■ How to complete this task: In the passage on Don Eppes, who portrays the character?

■ Document segment:
□ □ □ □ □
Donald "Don" Eppes is a fictional character and one of the protagonists of the CBS crime drama Numb3rs. He is portrayed by Rob Morrow.

Don is an FBI Special Agent who runs the FBI Violent Crimes Squad in Los Angeles. Don recruits his mathematical genius brother, Charlie Eppes, to help him and the Bureau solve some of their most difficult cases. Don makes great sacrifices in his personal life in order to devote himself to his career, which to him is more of a way of life than a mere job.  More important to him than his work is his family, especially Charlie, even though he doesn't understand his brother's way of looking at the world.
□ □ □ □ □
■ Entries provided:
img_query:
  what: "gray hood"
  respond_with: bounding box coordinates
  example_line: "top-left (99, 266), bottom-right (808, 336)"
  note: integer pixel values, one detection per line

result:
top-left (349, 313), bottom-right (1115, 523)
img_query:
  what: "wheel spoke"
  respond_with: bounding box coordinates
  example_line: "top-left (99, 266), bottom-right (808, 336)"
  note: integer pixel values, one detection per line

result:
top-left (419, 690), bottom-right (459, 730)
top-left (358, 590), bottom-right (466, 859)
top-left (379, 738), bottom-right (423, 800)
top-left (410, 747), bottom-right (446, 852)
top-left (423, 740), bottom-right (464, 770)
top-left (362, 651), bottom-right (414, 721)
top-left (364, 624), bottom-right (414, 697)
□ □ □ □ □
■ Reply: Rob Morrow